Start of Data for this exercise

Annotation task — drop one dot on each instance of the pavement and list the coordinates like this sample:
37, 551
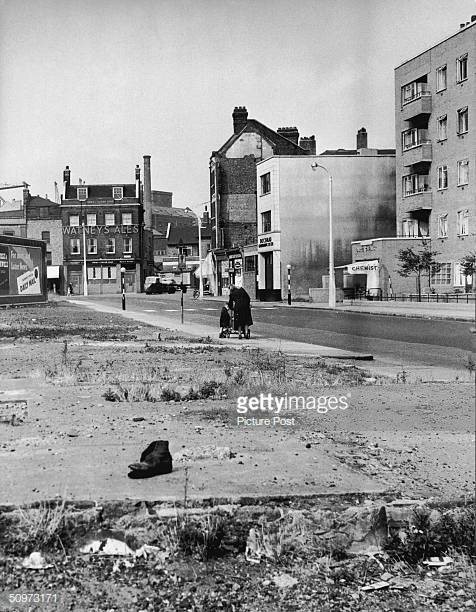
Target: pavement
289, 347
453, 311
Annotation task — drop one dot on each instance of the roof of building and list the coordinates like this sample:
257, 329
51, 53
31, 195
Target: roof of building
279, 142
356, 152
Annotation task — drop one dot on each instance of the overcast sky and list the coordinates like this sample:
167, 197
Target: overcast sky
96, 84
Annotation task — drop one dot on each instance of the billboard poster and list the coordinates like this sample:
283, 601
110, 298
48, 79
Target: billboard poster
4, 269
25, 270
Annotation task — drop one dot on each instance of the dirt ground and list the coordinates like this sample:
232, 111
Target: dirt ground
101, 388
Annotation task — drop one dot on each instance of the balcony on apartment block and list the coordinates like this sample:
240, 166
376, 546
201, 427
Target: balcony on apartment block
416, 147
418, 103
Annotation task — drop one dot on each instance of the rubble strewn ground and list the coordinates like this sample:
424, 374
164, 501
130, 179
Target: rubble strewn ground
100, 388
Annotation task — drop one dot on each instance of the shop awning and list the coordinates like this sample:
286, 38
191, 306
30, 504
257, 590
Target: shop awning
52, 271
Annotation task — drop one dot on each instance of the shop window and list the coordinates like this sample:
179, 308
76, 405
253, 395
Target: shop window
250, 264
127, 245
126, 218
75, 246
266, 221
110, 246
92, 246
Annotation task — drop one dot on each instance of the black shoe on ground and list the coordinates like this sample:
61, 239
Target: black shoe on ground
155, 460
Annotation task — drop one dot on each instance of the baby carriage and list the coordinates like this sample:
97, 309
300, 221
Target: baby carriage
225, 323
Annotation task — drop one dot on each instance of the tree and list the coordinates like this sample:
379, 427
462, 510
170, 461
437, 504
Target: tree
467, 266
417, 262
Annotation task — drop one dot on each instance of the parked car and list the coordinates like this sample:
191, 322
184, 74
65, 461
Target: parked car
159, 287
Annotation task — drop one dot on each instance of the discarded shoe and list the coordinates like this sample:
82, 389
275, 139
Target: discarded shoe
155, 460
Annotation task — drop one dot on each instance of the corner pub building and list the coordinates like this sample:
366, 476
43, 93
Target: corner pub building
114, 234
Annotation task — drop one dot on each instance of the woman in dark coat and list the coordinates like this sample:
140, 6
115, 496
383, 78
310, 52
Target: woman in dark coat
239, 302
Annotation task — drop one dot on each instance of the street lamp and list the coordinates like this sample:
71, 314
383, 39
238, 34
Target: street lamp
85, 269
332, 280
200, 273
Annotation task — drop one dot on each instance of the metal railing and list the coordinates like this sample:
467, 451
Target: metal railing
427, 298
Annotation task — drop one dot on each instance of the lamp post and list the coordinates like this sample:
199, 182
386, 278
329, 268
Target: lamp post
332, 279
288, 267
123, 287
85, 269
200, 273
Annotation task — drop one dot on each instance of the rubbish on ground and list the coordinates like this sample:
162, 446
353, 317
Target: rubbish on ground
284, 581
203, 452
376, 586
36, 561
438, 561
109, 546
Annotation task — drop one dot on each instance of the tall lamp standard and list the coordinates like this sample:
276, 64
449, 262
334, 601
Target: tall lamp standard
332, 279
200, 273
85, 269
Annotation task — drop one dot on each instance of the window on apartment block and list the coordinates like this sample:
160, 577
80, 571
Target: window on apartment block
126, 218
441, 275
441, 74
443, 225
266, 221
265, 183
110, 245
463, 172
82, 193
462, 68
463, 222
463, 120
117, 193
127, 244
410, 228
442, 177
75, 246
442, 127
415, 183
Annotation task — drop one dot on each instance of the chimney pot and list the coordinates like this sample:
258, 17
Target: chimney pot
240, 117
362, 139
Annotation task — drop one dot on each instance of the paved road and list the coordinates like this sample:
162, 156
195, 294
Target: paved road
396, 339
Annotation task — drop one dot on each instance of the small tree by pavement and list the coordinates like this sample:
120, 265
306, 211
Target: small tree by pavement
417, 262
468, 267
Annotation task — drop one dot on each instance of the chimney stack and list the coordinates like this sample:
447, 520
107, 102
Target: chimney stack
147, 193
137, 181
240, 117
291, 133
362, 139
309, 144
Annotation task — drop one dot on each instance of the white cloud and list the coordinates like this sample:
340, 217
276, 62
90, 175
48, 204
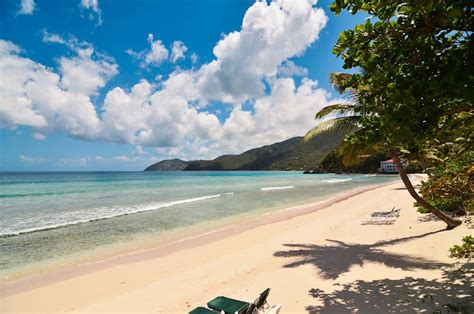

End of Data for this exercise

▶ [Aim of the exercise] The entries above must be output exactly, with every image left out.

▶ [Solution to the exercise]
Annotation task — drop one dot on each instance of the pavement and list the coordinates like this sample:
37, 551
Target: pavement
289, 347
453, 311
Annotation task — drop one dot on each instance of the roof of building and list the coordinates like this sample:
257, 329
51, 53
31, 195
Target: roof of building
279, 142
356, 152
Annotation task — drop one dot on each instance of the overcast sky and list the coordinates like this sample:
167, 197
Target: overcast sky
96, 84
Annotation task — drop one dot on each instance of the billboard poster and list the coordinates like this sample:
283, 601
110, 298
48, 79
Target: billboard poster
4, 269
25, 270
Annotation task — drop one dot on each instance of the dirt ground and list the coordinates like this sample:
232, 111
Target: dirt ground
101, 388
Annotation task — drop one dot on each instance of the balcony on apartment block and list the coordinates like this sample:
240, 166
376, 546
201, 427
Target: balcony on apartment block
416, 147
418, 103
Annotation task — drop one dot on each instance of the rubble strewn ground and list the coordinates like this sample:
424, 374
164, 501
130, 179
Target: rubble strewn ground
100, 388
Annotation task — drop one dot on each instance of the shop awning and list the coordinates like this sample:
286, 38
191, 306
30, 504
257, 590
Target: shop awning
52, 271
Annotation task — drop one dot on each instance of the shop window and list the coordinates like this sample:
179, 308
76, 405
253, 395
Target: shop window
250, 264
127, 245
126, 218
75, 246
266, 221
110, 246
92, 246
Annotation task — drop one dot on each instance of the black shoe on ground and list the coordinates like this sample:
61, 239
Target: black shoe on ground
155, 460
Annotation task — drop one dot on each instance of the baby carriage and list the coordinates like this sample:
97, 309
300, 221
Target: baby carriage
225, 323
Annotation task — drop one dot on each instance of the tree and list the coordinates like this sample:
379, 427
462, 510
170, 461
437, 504
Target: tree
467, 266
417, 262
Annotation task — drop one dot on each instance of the parked car and list the coordinates like this sample:
191, 322
184, 74
65, 461
Target: parked car
159, 287
Annotation task — drop one dot on each instance of the discarded shoe and list the coordinates like this sample:
82, 389
275, 139
Target: discarded shoe
155, 460
Annotation task — drop one dot on each instance of the corner pub building and list the coordinates like this sample:
366, 476
43, 93
Target: corner pub building
114, 234
Annotation task — drop one dot on each instance of the woman in dark coat and list the coordinates like this sample:
140, 6
115, 496
383, 78
310, 52
Target: woman in dark coat
239, 302
Annotation task — drop one dot on each instance of the street lamp and list the coordinates like this sample:
71, 314
383, 39
238, 34
Target: street lamp
85, 269
332, 280
200, 273
Annotation task — drop one dot on each instance of the metal railing and list the coordinates like this sample:
467, 451
Target: metal railing
427, 298
Annotation task — drop one dot on each instance of the lamp post and list the coordinates like this sample:
199, 182
386, 278
329, 268
Target: lamp post
332, 279
288, 267
123, 287
85, 269
200, 273
Annotation task — drop one dot on each instance of the rubbish on ground and list the coordinates like this sample:
162, 446
353, 317
Target: rubbish on ground
284, 581
203, 452
376, 586
36, 561
438, 561
109, 546
Annotation task — drop one dot on each instance of the tall lamp standard and list the coordinates like this sample:
276, 64
449, 262
334, 601
Target: tall lamp standard
332, 279
200, 273
85, 269
Annotation task — drop one dot on each instance of the window on apartment block and list the coordinates like this sample:
160, 577
80, 571
Target: window on apartment block
126, 218
441, 275
441, 74
443, 225
266, 221
265, 183
110, 245
463, 172
82, 193
462, 68
463, 222
463, 120
117, 193
127, 244
410, 228
442, 177
75, 246
442, 127
415, 183
Annotation task — drop one dot on each instance of the chimney pot and list the coordinates like this sample:
258, 17
Target: chimney pot
240, 117
362, 139
Annotation task — drop one dot on each instance of the paved road and list the coordinates like this sample:
162, 156
195, 294
Target: paved road
396, 339
Annotation task — drop one dot on each instance of the small tree by pavement and list the coordinates like this sample:
120, 265
306, 211
Target: small tree by pavement
417, 262
468, 267
Annotation task — drop one dot on each instance of the chimney stack and list the coordinates like this sample:
447, 520
107, 102
Target: chimney stack
147, 193
137, 181
240, 117
291, 133
362, 139
309, 144
Annotation task — drop one dot on each instance of the white cloud and list the coordinates like this sample:
340, 217
276, 62
90, 175
48, 204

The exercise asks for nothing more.